::: 本文 :::

JSTプロジェクト企画調査「分子ロボット技術に対する法律・倫理・経済・教育からの接近法に関する調査(小長谷)」の一環として、下記のシンポジウムを開催しました。
1st International Symposium on Molecular Robot Ethics
13:30-17:35 March 13th, 2017
Koshiba Hall, The University of Tokyo
同じく、JSTプログラム調査研究に採択された「リアルタイム・テクノロジーアセスメントのための議題共創プラットフォーム試作(標葉)」の吉澤先生のご協力により、テクノロジーアセスメントの専門家ならびに、ナノ技術、合成生物学の分野活躍されている倫理の専門家に来日して頂き、貴重な講演と有用な議論をさせていただきました。分子ロボティクスの健全なる発展を推進するためには、このような議論はきわめて重要なので、今後とも国際シンポジウムを継続してゆきたいと考えています。
プログラムおよびアブストラクトについては、こちらをご参照ください。
オープンデータの活用例を競うLOD(Linked Open Data)チャレンジ2016において、渡邊健太君(M2当時)がアプリケーション部門で見事Dbpedia賞を受賞しました。
受賞テーマは修論で開発した推論システムPROLOQL Extensionを用いた医薬品添付文書のLODを利用した文書理解補助システムです。
医薬品添付文書は薬物の化合物名など専門用語が多く、普通の人が読んでもなかなか意味を理解することができません。本システムは人間がウイキペディアを使って専門用語を調べるように、推論システムが関連するWEBサイトを自動的に探して表示してくれます。

:::

§ 設問:
A. 本文の内容を2文でまとめること。
B. 本文の「プログラムおよびアブストラクトについては、こちらをご参照ください。」から「た文書理解補助システムです。」までをすべて書き写し、その際「アプリケーション部門」を「データ部門」に置き換えてください。

::: 提供データ :::

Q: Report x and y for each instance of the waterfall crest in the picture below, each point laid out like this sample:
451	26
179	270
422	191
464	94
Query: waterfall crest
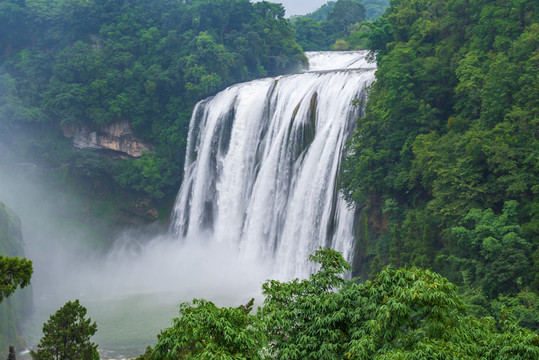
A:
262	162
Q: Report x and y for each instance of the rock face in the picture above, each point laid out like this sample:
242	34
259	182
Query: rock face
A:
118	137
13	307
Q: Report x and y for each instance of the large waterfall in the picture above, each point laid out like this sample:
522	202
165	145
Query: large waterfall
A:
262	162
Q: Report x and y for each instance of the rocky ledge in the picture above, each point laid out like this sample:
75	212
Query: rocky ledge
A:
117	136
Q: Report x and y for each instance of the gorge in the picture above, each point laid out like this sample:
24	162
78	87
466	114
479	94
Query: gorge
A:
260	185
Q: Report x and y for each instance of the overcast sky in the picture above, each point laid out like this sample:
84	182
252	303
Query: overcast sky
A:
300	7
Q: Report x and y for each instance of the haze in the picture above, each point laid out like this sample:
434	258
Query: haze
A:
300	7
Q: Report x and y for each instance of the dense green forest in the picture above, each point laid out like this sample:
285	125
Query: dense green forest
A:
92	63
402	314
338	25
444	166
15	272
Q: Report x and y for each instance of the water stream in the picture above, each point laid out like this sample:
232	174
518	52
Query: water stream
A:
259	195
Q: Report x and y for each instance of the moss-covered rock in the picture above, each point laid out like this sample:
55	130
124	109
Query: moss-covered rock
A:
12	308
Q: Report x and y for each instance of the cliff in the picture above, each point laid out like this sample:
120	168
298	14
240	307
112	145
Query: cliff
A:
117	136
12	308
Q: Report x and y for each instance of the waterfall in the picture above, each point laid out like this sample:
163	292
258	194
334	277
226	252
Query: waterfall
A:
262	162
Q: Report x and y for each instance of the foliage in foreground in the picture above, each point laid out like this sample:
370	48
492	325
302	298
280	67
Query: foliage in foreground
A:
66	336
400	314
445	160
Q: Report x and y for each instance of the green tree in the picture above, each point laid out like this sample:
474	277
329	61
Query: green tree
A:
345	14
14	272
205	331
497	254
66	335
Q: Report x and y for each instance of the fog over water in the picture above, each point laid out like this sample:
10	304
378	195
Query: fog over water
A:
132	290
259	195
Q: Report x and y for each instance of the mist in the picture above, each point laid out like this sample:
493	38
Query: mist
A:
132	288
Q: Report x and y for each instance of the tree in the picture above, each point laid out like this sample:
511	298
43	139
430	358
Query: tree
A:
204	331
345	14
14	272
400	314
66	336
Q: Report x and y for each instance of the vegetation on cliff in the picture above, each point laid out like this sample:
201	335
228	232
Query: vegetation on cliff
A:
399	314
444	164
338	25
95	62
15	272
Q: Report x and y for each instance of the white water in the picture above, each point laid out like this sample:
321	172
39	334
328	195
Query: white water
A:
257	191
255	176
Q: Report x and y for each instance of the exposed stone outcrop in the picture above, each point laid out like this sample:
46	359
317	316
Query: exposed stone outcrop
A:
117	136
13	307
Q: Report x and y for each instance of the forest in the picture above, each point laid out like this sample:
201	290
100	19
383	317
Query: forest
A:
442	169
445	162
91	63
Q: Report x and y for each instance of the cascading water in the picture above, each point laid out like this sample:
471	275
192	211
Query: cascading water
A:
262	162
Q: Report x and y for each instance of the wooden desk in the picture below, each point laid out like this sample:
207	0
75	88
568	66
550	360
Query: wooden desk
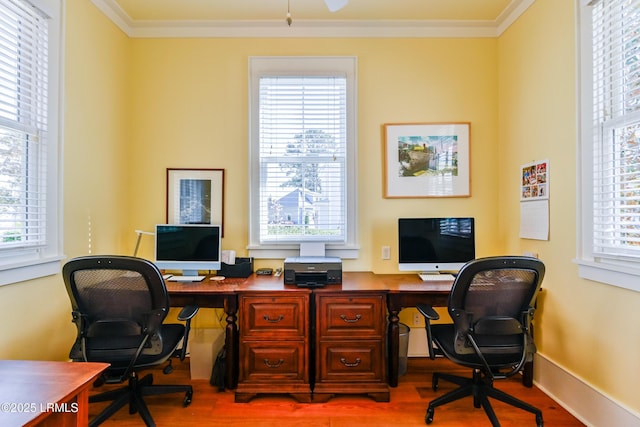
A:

:::

§ 解答:
A. 本文は、JSTプロジェクト企画調査の一環として、2017年3月13日に東京大学小柴ホールで第1回分子ロボット倫理国際シンポジウムを開催し、来日したテクノロジーアセスメントや倫理の専門家による講演と議論が行われたことを伝えている。また、LODチャレンジ2016において渡邊健太君が、修論で開発した推論システムPROLOQL Extensionを用いた医薬品添付文書の理解補助システムで、アプリケーション部門のDbpedia賞を受賞したことを述べている。

B.
プログラムおよびアブストラクトについては、こちらをご参照ください。
オープンデータの活用例を競うLOD(Linked Open Data)チャレンジ2016において、渡邊健太君(M2当時)がデータ部門で見事Dbpedia賞を受賞しました。
受賞テーマは修論で開発した推論システムPROLOQL Extensionを用いた医薬品添付文書のLODを利用した文書理解補助システムです。